• [CONSIGNA] Copia el texto sobre la recesión en Uruguay a partir de las palabras "La historia no" y detente después de "la concepción neoliberal.", cambiando "coalición de gobierno" por "alianza oficialista".

• [TEXTO DE LECTURA]
------------------------------------------------------------------------

La historia no oficial dirá que esta recesión se originó en la baja competitividad, la oficial, a su vez señala con el dedo al único malo de la película: el gasto público. Su óptica fuertemente ideologizada, impide a la coalición de gobierno en Uruguay ver la realidad. Convoca a los sectores productivos empresariales, arengando: ¡el enemigo es el Estado que gasta mucho por su fuerte presencia en la economía y por su burocracia! Y sobre esa premisa y con la misma (falta de) lógica, se continúa levantándose el edificio neoliberal: tan alto nivel de gasto lleva al aumento de la presión fiscal sobre la producción o al déficit. Ergo, se justifican las privatizaciones o ajuste del gasto social y/o el aumento de la presión fiscal sobre las capas bajas. Parece que de pronto las clases sociales nuevamente existen o renacen en la concepción neoliberal.

------------------------------------------------------------------------

• [DATOS GUARDADOS]
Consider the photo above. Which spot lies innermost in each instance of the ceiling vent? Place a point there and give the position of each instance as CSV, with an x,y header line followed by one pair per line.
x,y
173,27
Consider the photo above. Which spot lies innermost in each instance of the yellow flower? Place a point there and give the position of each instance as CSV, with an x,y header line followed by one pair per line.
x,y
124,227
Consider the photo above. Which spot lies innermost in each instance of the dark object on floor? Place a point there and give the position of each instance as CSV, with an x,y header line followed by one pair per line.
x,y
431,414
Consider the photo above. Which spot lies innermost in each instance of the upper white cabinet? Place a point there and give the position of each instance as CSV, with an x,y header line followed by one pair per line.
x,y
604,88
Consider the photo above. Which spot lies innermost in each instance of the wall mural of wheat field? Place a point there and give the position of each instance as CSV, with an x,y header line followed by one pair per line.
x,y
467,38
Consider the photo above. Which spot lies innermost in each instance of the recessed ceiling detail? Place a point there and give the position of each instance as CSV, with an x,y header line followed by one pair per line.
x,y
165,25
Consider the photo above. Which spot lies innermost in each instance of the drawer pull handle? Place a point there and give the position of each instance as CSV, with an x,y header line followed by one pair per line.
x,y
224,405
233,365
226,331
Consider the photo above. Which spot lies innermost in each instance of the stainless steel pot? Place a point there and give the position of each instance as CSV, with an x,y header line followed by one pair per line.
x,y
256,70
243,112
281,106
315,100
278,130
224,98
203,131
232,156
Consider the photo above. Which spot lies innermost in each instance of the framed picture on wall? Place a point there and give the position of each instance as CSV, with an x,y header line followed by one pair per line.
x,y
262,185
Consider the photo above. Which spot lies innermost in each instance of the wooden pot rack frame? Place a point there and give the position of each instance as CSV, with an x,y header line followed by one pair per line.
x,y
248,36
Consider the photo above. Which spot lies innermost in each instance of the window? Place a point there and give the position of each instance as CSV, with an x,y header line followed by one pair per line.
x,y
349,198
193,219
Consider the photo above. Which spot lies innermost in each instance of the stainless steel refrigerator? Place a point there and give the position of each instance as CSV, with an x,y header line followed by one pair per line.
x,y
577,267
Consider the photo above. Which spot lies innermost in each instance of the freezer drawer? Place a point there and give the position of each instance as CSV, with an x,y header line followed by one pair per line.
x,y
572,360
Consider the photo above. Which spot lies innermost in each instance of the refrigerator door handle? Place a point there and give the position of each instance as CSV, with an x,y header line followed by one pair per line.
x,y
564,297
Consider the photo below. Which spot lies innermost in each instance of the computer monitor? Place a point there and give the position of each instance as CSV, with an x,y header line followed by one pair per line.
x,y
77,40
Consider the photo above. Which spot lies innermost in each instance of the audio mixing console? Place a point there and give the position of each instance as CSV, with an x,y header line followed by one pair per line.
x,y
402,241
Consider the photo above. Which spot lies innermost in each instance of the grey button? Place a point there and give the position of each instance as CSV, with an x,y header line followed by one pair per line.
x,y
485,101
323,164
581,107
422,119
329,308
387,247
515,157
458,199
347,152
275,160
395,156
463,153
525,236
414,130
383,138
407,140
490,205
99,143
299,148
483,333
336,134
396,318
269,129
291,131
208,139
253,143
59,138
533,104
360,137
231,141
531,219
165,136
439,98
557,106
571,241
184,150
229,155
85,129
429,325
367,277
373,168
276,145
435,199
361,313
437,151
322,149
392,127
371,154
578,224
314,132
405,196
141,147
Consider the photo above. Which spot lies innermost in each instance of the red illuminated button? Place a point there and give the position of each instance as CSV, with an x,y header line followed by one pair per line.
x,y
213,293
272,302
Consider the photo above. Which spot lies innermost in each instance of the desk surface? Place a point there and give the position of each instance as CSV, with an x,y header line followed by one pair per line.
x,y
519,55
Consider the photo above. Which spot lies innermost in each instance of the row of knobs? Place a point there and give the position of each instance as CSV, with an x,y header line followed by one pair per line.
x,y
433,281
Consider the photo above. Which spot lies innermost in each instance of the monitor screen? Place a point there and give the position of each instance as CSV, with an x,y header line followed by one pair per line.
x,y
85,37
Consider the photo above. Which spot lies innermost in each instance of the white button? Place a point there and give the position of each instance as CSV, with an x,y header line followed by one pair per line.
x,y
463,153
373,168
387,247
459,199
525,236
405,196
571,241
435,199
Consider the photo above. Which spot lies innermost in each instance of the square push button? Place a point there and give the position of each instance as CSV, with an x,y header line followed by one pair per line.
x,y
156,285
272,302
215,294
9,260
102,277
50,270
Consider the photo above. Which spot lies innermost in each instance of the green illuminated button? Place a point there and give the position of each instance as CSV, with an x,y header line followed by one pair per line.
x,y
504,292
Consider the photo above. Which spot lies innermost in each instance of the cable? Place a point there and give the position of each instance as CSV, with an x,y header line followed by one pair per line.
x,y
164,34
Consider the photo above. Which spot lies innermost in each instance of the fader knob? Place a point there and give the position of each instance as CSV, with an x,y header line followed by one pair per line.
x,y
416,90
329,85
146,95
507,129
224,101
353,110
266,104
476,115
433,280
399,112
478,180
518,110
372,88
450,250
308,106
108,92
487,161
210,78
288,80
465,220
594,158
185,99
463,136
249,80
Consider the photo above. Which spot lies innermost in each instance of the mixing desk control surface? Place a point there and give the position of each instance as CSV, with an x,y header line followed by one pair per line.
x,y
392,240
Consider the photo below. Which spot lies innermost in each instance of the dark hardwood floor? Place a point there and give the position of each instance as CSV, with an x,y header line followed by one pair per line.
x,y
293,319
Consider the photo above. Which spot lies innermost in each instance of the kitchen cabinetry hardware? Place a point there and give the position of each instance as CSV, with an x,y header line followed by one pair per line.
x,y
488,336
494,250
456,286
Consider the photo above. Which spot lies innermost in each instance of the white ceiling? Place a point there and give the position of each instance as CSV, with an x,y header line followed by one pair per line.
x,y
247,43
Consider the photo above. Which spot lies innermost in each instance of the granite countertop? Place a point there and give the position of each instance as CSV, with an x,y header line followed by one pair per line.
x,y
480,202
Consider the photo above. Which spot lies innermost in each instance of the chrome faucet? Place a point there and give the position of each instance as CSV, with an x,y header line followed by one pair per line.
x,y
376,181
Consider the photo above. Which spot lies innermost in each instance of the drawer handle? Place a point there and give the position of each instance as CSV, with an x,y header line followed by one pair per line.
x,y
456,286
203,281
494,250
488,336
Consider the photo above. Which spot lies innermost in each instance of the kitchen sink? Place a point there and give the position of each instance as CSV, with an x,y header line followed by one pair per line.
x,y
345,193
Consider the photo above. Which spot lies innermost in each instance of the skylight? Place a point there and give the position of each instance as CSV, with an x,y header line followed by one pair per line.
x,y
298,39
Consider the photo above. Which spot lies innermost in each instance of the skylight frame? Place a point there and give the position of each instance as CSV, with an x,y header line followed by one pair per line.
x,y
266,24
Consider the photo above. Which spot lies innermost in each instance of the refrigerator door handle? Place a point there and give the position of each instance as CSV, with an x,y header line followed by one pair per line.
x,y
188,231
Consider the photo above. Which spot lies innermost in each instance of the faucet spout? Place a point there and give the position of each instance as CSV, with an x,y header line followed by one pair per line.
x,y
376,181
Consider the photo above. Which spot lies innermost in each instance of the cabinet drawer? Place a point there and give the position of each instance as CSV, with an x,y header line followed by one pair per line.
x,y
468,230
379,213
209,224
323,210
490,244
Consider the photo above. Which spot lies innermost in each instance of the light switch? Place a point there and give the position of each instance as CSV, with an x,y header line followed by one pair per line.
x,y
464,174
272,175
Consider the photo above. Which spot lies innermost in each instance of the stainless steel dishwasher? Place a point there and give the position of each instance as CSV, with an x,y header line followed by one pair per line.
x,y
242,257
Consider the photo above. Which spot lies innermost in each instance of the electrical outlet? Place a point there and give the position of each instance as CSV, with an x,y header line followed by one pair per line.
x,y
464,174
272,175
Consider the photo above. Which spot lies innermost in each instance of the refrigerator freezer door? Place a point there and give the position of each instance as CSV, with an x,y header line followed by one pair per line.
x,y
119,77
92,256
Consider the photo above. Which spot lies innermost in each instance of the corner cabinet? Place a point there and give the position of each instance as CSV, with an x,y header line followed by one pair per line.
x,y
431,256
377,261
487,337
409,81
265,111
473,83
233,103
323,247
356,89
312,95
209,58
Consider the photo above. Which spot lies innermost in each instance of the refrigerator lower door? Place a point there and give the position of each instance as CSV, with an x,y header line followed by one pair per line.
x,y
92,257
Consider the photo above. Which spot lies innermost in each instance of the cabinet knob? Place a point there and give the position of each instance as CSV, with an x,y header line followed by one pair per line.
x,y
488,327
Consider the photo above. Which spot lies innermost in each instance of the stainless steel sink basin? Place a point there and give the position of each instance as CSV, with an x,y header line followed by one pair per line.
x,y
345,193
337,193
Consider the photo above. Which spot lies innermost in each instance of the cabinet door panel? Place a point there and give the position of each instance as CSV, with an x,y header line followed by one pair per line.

------------------------------------------------------------------------

• [SOLUCIÓN]
La historia no oficial dirá que esta recesión se originó en la baja competitividad, la oficial, a su vez señala con el dedo al único malo de la película: el gasto público. Su óptica fuertemente ideologizada, impide a la alianza oficialista en Uruguay ver la realidad. Convoca a los sectores productivos empresariales, arengando: ¡el enemigo es el Estado que gasta mucho por su fuerte presencia en la economía y por su burocracia! Y sobre esa premisa y con la misma (falta de) lógica, se continúa levantándose el edificio neoliberal: tan alto nivel de gasto lleva al aumento de la presión fiscal sobre la producción o al déficit. Ergo, se justifican las privatizaciones o ajuste del gasto social y/o el aumento de la presión fiscal sobre las capas bajas. Parece que de pronto las clases sociales nuevamente existen o renacen en la concepción neoliberal.